Segment Open

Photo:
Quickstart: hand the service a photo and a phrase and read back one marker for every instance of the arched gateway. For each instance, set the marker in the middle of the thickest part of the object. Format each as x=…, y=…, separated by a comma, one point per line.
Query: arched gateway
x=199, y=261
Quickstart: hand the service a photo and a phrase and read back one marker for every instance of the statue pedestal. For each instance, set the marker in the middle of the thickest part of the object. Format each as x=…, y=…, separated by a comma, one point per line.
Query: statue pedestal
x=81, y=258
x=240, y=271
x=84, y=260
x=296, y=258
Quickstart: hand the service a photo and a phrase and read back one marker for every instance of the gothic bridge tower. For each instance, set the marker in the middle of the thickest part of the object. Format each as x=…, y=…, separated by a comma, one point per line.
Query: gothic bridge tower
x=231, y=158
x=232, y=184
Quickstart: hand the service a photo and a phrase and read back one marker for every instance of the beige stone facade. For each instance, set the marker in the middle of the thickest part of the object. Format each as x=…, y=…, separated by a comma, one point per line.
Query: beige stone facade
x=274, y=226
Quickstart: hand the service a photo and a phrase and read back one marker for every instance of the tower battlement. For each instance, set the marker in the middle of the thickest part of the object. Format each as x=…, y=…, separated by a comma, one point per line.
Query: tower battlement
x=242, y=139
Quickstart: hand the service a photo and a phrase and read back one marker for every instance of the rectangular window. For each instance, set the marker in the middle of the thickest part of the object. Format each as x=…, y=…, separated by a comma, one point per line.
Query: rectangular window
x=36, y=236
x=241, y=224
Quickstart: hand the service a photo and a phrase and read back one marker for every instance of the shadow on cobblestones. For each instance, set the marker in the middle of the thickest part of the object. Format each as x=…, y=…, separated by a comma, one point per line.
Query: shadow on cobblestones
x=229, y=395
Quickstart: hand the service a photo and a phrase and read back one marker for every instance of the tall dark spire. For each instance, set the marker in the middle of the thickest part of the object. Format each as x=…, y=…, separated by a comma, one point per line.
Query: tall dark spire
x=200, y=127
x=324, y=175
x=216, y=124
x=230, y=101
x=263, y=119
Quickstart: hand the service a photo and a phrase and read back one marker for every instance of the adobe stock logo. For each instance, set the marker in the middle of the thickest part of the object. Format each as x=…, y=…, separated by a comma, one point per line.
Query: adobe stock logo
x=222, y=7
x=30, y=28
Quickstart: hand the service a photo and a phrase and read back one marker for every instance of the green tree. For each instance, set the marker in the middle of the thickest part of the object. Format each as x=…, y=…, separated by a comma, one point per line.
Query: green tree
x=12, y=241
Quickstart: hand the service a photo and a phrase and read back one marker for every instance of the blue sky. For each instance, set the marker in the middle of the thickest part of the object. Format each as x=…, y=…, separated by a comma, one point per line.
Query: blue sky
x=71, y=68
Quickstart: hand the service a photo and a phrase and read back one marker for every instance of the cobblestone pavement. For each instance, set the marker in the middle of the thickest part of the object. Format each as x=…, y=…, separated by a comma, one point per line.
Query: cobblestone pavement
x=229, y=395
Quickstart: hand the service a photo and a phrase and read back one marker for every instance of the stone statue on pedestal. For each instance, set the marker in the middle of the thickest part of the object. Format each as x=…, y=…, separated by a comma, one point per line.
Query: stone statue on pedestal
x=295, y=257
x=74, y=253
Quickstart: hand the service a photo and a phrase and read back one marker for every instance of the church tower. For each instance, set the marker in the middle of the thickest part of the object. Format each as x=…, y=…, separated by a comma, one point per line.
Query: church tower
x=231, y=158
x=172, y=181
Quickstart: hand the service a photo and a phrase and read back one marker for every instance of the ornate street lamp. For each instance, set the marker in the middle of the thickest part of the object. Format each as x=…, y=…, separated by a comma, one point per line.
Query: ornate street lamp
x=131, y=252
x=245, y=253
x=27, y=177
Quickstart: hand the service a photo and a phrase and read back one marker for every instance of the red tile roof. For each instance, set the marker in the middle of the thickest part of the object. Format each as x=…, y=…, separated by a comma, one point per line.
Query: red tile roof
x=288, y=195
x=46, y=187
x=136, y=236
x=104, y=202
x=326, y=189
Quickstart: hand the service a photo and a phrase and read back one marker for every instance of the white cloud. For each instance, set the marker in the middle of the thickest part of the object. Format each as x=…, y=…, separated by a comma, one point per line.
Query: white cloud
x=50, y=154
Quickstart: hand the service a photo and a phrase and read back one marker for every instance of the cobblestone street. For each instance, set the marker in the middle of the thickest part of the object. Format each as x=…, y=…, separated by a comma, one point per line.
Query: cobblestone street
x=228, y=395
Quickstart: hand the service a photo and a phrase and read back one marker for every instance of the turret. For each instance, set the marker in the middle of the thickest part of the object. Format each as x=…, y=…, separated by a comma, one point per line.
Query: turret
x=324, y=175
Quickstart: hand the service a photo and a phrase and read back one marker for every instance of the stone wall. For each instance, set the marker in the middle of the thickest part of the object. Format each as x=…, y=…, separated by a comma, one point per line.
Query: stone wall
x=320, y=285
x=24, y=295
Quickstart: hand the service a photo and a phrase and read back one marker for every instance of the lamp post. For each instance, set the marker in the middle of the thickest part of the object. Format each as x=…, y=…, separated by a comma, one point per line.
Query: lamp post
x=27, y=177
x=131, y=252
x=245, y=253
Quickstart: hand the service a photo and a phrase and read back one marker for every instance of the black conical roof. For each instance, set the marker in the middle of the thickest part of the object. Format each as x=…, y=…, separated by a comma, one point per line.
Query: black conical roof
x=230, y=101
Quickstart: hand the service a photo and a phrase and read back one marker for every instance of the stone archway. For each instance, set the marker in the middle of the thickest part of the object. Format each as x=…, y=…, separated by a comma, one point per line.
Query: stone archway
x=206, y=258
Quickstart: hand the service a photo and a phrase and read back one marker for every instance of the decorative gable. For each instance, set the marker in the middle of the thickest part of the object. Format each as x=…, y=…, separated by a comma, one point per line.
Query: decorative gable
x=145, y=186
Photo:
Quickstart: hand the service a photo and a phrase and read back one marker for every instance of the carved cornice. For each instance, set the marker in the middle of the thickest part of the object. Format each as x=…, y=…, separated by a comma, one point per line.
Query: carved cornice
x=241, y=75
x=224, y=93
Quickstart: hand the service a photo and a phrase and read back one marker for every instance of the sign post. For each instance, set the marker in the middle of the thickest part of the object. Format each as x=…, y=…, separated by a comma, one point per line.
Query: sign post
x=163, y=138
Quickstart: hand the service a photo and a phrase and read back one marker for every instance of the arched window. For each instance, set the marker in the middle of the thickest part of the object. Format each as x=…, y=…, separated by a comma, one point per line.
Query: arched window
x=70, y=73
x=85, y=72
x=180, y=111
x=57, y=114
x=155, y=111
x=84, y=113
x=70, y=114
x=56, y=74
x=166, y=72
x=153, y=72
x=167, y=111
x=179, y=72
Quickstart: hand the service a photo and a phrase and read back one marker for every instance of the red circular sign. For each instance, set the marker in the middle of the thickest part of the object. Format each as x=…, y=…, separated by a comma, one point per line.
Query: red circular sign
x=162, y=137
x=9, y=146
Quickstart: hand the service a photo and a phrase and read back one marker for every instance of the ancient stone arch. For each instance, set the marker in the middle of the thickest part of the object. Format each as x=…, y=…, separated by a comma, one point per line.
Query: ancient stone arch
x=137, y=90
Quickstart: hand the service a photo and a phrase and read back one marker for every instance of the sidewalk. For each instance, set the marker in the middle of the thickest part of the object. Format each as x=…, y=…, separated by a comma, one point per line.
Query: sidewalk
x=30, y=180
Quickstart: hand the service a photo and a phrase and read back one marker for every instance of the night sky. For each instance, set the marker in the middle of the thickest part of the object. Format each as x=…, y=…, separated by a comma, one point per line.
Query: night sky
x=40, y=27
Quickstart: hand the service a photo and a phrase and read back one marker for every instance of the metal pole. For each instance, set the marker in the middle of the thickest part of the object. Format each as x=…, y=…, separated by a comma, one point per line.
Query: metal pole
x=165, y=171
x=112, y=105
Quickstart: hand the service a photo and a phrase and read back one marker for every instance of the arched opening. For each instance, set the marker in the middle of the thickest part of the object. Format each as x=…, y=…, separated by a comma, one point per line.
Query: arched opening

Segment Closed
Segment Open

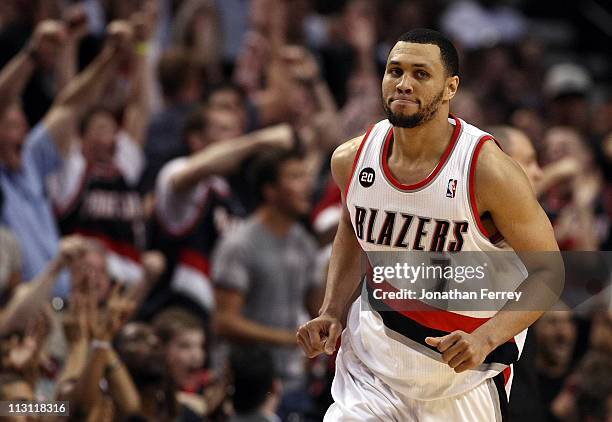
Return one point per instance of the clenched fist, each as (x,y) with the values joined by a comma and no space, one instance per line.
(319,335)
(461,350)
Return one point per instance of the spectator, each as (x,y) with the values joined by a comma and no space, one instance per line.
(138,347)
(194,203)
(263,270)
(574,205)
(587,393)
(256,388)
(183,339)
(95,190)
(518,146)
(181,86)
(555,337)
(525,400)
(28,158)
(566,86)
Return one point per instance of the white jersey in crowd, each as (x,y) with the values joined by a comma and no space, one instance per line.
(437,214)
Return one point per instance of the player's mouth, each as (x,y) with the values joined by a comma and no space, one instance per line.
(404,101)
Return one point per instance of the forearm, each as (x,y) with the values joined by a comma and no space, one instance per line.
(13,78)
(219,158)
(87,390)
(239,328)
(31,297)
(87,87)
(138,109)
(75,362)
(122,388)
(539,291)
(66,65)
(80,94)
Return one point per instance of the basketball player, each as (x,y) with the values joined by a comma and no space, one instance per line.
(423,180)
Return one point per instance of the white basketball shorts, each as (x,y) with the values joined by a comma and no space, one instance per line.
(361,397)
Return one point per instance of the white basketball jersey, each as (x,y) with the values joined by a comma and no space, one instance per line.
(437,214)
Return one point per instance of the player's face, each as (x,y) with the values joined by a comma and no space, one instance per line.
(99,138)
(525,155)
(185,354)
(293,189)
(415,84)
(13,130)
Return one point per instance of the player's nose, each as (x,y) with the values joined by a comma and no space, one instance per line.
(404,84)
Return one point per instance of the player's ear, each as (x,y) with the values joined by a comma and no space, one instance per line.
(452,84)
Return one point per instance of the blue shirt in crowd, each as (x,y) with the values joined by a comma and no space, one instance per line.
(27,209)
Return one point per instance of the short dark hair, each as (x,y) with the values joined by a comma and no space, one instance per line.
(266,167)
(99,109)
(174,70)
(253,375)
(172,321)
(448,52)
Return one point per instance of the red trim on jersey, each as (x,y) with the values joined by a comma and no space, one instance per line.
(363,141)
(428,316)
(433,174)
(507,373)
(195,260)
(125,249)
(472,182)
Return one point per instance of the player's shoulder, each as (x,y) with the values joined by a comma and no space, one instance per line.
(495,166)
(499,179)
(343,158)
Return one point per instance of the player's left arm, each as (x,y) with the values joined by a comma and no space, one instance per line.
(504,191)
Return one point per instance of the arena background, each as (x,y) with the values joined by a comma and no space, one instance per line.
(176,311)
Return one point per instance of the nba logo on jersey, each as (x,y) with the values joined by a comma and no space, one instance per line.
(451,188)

Segment Closed
Segment Open

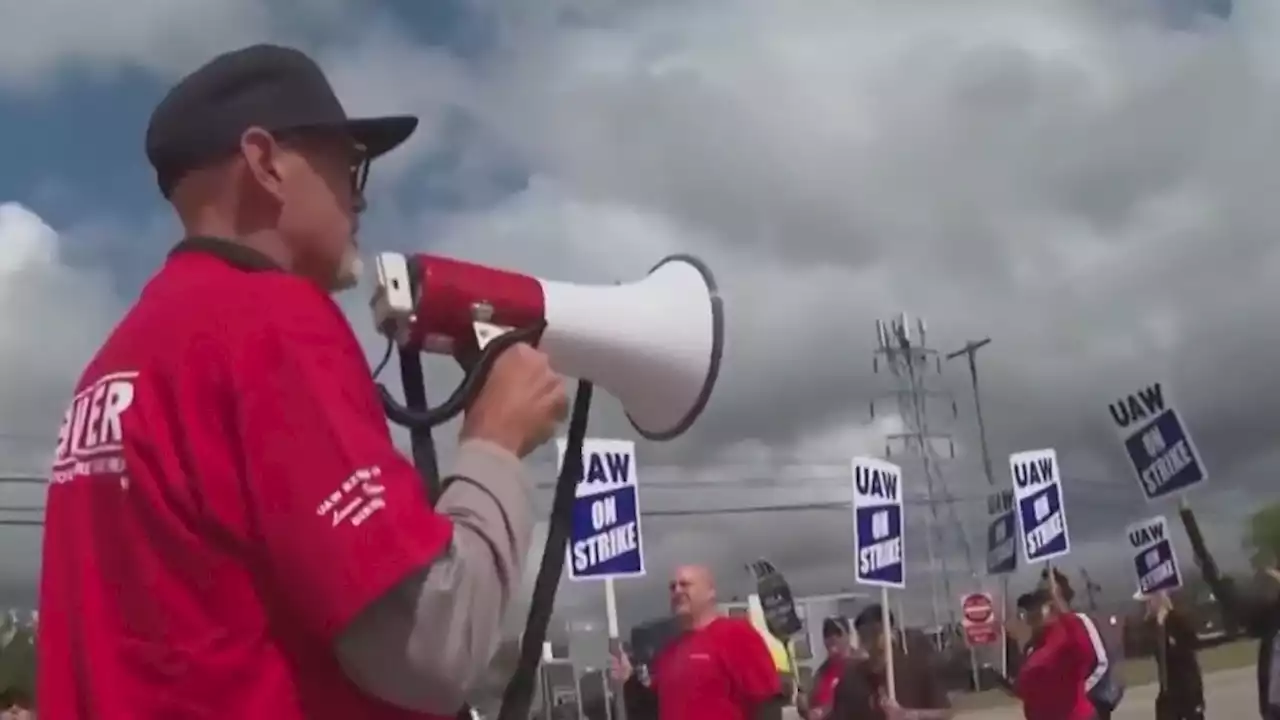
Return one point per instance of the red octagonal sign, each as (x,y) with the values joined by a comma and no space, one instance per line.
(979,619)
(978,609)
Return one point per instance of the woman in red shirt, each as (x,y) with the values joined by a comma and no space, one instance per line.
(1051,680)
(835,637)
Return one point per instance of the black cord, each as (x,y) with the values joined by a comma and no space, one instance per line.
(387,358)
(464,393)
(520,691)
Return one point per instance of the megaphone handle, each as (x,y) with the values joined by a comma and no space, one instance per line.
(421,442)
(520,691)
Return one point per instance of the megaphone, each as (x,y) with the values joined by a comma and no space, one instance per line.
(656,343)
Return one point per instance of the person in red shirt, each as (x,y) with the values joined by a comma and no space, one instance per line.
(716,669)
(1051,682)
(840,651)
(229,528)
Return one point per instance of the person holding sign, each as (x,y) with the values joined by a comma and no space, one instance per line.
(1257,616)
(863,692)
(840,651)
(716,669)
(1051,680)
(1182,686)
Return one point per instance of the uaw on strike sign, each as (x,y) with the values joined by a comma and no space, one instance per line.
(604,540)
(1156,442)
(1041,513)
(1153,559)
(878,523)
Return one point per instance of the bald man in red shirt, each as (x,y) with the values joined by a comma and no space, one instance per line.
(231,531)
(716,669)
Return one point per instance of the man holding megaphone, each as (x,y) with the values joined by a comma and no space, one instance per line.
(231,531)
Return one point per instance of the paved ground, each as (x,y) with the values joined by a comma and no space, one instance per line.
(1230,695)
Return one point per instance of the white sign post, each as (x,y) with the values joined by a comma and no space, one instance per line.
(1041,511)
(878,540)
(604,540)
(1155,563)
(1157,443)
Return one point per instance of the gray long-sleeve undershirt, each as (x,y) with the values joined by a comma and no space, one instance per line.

Segment Closed

Task instructions →
Out of the entries above, write out only the lines between the line holding "of the statue" and the line holding "of the tower", inclusive, each exactly as given.

Task solution →
Quickstart: hand the service a photo and a phrase and read back one marker for every instance of the statue pedestal. For each instance, set the marker in the middle of the thickest part of the object. Format each as x=…, y=…, separated by a comma, one point per line.
Query: statue pedestal
x=81, y=258
x=240, y=271
x=84, y=260
x=296, y=258
Quickstart: hand the service a photo and a phrase and read back one marker for every instance of the gothic bridge tower. For each instance, set the marker in the middle of the thickest part of the object. Format each as x=…, y=…, separated by a comma, one point per line.
Query: gothic bridge tower
x=231, y=158
x=232, y=184
Quickstart: hand the service a photo and a phrase and read back one marker for every instance of the beige stone facade. For each instance, set the marker in the middle of the thickest part of the object. Format each as x=…, y=…, separated by a comma, one point per line.
Query: beige stone facade
x=274, y=226
Quickstart: hand the service a photo and a phrase and read back one marker for every instance of the tower battlement. For each instance, set the marker in the middle of the thickest part of the object. Format each as x=…, y=…, separated by a comma, one point per line.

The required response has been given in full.